ACTIVITY:
In the listing below, a line holding "Target: tan knitted sweater vest" and a line holding "the turtleneck collar." mark the range. Retype both exactly, with all lines between them.

··· EXCERPTED DATA ···

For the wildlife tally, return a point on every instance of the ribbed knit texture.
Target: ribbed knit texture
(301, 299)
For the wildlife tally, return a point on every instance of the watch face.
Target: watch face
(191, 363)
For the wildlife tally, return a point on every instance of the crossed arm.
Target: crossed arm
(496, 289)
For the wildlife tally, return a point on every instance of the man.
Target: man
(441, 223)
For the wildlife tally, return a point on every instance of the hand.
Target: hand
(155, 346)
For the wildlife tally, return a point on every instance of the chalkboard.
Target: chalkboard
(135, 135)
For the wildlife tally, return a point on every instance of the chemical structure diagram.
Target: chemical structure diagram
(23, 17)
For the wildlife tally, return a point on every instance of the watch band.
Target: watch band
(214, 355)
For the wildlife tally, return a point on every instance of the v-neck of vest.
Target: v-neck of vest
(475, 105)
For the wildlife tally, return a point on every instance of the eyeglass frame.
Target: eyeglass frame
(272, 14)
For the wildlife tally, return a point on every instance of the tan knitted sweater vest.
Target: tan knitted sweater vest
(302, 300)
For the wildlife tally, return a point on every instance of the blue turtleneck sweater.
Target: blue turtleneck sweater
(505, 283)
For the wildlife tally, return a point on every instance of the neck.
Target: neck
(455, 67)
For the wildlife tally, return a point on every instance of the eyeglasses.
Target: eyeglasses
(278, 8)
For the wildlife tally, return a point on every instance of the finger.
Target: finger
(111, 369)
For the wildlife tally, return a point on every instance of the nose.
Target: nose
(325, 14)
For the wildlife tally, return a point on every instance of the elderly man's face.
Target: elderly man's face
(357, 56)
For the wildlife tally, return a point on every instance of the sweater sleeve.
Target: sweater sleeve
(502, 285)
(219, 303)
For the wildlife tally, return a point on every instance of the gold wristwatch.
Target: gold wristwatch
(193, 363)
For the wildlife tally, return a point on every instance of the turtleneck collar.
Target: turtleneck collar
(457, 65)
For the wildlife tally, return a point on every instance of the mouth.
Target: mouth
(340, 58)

···
··· EXCERPTED DATA ···

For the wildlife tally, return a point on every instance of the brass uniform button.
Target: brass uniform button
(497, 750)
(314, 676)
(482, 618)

···

EXPECTED OUTPUT:
Target: tan knitted sweater vest
(302, 300)
For the wildlife tally, return a point on every instance of the blue turtleneck sweater.
Target: blue turtleneck sweater
(505, 283)
For the wildlife tally, return a point on every instance of the neck.
Target: neck
(455, 67)
For the wildlife tally, return a point on every instance of the eyeglasses.
Target: eyeglasses
(278, 8)
For the wildlife tally, return a point on every instance of the finger.
Target: finger
(111, 369)
For the wildlife tally, return a point on every instance of the nose.
Target: nose
(325, 14)
For the wildlife tally, return a point on every instance of the elderly man's face.
Target: elderly man's face
(357, 56)
For the wildlife tally, return a point on every instance of the sweater sleeve.
Target: sweater sleeve
(502, 285)
(219, 303)
For the wildlife tally, return a point on every instance of the gold wristwatch.
Target: gold wristwatch
(193, 363)
For the wildlife tally, return a point on every instance of the turtleneck collar.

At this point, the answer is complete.